__What is asked__
• A. Name each distinct size in inches that the forum post on open baffle width mentions, listing each one once.
• B. Carry on the forum post about open baffle width from the point where it stops.

__Document section__
[NiToNi]

A few things I would like to understand better:

1. The rule of thumb says baffe width should be less than ~2.2 times the driver's diameter - why is that really? Modelling an 8" on a 24" wide open baffle gives much better extension below 200 Hz than an 18" baffle so it is tempting to do the trade-off (whatever it may be). Given I use DSP, can I negate those negative effects of going with 24"?

2. Both 18" and 24" wide baffles have their dipole peaks way above the pass band of my 15" woofers (30-120 Hz) so the 6dB/octave roll-off will apply to the whole pass band for both those baffle widths. In an active system with EQ, are there any benefits then to go for the wider 24" baffle rather than the slimmer 18" baffle? Is there a difference in sensitivity and if so how many dB difference are we talking about?

__Data lines__
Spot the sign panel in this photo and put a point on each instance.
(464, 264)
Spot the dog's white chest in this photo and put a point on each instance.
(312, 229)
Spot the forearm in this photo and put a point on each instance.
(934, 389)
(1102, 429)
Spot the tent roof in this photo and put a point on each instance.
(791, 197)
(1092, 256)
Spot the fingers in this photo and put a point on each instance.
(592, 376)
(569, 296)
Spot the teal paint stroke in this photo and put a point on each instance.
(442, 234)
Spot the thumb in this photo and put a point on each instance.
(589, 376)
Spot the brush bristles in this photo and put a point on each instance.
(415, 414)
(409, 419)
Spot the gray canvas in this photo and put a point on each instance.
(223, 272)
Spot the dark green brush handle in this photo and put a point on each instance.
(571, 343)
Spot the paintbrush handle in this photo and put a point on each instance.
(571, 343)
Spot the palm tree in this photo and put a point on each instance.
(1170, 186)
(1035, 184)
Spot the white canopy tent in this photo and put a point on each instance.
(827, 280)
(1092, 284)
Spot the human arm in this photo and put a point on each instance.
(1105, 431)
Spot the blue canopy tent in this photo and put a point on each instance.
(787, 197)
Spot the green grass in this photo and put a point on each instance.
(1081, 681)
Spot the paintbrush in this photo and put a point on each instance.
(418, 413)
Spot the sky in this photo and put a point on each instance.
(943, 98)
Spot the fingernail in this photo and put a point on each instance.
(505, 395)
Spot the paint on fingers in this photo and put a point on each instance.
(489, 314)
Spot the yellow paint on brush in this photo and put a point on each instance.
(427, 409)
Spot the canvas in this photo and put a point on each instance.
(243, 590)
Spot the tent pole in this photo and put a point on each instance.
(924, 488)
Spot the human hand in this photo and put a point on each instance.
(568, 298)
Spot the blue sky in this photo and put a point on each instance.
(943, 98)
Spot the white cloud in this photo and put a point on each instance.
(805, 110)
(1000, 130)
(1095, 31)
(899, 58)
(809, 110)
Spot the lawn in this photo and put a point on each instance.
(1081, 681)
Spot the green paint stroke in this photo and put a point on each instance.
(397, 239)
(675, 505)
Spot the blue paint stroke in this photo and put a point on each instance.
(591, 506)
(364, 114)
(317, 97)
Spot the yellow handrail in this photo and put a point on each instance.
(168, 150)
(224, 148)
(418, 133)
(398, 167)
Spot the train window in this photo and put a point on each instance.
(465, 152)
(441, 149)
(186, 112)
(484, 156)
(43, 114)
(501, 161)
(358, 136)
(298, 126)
==
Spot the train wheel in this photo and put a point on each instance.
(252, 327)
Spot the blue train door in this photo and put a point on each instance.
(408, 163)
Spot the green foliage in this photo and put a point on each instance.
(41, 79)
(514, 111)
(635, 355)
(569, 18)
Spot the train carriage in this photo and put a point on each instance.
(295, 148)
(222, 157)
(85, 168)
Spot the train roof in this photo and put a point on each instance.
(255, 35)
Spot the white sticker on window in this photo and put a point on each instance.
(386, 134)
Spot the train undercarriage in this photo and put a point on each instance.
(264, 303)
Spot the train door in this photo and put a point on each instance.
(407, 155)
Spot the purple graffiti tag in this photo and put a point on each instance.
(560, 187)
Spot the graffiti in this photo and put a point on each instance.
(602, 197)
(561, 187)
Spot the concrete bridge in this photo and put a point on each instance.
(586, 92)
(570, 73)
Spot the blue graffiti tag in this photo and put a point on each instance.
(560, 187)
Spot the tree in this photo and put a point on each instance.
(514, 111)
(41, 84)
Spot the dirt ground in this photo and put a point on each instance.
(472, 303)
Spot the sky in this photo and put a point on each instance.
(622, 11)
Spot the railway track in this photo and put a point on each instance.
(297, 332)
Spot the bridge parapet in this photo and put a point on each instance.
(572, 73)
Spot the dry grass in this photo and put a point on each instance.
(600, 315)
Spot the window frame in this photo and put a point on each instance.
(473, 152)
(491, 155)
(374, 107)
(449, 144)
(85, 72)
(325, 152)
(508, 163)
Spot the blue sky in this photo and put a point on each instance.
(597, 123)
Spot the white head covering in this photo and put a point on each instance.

__Answers given__
• A. 8", 24", 18", 15"

• B.
3. Since it is a given that the woofers will roll-off by 12dB over their two-octave pass band, correcting for this alone with digital EQ will use up precious bits in the digital domain (reducing the resolution of 16 bit redbook source material to 14 bits), and this is even before DSP correcting the actual room response (peaks and dips). In an effort to preserve digital headroom, is it common (or at least a good idea) to combine digital XO/EQ with a first-order electronic crosssover on the woofers amps to compensate at least for the dipole roll-off prior to EQ'ing?

[JohnR]

Where did you read the 2.2x rule of thumb? I suspect this may be more to do with the behavior at higher frequencies - with smaller drivers (on a given baffle) it's harder to position the driver to avoid an on-axis notch.

Digital EQ/xovers use 24 bit DACs (not 16), all that I've seen anyway.

[NiToNi]

Several places, including on here. I think it has to do with dispersion if anything and applies to a 8" fullrange driver as well.

The DAC may be 24 bit but if the source material is 16 bit, digital EQ must reduce resolution , e.g. a 9 dB EQ cut would reduce resolution to 15 bits.

[JohnR]

Why ask questions if you're going to argue with the answers  If you add 8 bits to a 16-bit signal, then shift the top 16 bits down one bit, what do you get?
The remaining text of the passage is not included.